- [Task directions]: Print the data exactly, leaving nothing out.

● ● ● ● ●

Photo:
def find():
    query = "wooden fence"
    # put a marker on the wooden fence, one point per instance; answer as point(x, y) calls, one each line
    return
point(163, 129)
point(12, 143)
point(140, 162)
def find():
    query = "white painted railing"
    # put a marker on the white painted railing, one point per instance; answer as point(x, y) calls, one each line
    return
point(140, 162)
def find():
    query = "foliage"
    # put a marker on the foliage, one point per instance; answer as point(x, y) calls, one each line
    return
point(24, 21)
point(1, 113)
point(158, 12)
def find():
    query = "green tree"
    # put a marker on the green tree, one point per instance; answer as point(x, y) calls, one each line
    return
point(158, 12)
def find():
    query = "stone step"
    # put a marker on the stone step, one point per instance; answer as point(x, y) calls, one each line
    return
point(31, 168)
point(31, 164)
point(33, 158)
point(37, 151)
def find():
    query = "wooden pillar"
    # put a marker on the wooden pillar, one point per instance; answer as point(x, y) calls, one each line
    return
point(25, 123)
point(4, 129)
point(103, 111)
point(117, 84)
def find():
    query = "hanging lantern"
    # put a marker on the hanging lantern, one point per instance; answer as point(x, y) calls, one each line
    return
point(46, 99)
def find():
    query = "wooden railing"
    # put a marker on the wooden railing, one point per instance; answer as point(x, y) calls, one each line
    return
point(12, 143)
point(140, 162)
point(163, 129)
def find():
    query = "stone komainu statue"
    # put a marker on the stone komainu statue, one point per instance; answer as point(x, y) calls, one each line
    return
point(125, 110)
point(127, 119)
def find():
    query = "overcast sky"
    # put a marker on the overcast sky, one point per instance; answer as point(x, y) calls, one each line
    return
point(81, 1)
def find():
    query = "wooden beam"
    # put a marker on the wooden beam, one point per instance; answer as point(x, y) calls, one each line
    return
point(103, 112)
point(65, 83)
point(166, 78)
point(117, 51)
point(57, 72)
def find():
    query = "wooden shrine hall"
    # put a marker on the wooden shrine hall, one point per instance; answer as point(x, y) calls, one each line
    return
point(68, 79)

● ● ● ● ●

- [Exercise result]:
Photo:
def find():
    query = "wooden fence"
    # put a marker on the wooden fence, one point per instance; answer as point(x, y) calls, one each line
    return
point(163, 129)
point(12, 143)
point(140, 162)
def find():
    query = "white painted railing"
    # put a marker on the white painted railing, one point per instance; answer as point(x, y) calls, one each line
    return
point(140, 162)
def find():
    query = "foliage"
    # put a marker on the foliage, one point per instance; answer as point(x, y) calls, one each line
    return
point(24, 21)
point(1, 113)
point(158, 12)
def find():
    query = "green tree"
    # put a marker on the green tree, one point per instance; answer as point(x, y) calls, one each line
    return
point(158, 12)
def find():
    query = "stone step"
    # put a marker on the stone step, one point per instance; answer as point(x, y) calls, one each line
    return
point(31, 168)
point(31, 164)
point(33, 158)
point(37, 151)
def find():
    query = "wooden pillar"
    # put a marker on the wooden pillar, one point per instance; answer as point(x, y) calls, one each line
    return
point(25, 123)
point(4, 129)
point(103, 111)
point(117, 84)
def find():
    query = "hanging lantern"
    # put a marker on the hanging lantern, one point per instance; answer as point(x, y) calls, one each line
    return
point(46, 99)
def find():
    query = "wooden railing"
    # put a marker on the wooden railing, one point per instance; answer as point(x, y) calls, one each line
    return
point(12, 143)
point(140, 162)
point(163, 129)
def find():
    query = "stone komainu statue"
    # put a marker on the stone komainu statue, one point per instance; answer as point(x, y) calls, one each line
    return
point(125, 110)
point(127, 119)
def find():
    query = "overcast sky"
    # put a marker on the overcast sky, one point per instance; answer as point(x, y) calls, one each line
    return
point(81, 1)
def find():
    query = "wooden beam"
    # put a marker on the wooden beam, one point per instance; answer as point(x, y) calls, one each line
    return
point(103, 112)
point(65, 83)
point(166, 78)
point(117, 51)
point(57, 72)
def find():
    query = "wooden shrine hall"
    # put a marker on the wooden shrine hall, one point per instance; answer as point(x, y) calls, one each line
    return
point(68, 79)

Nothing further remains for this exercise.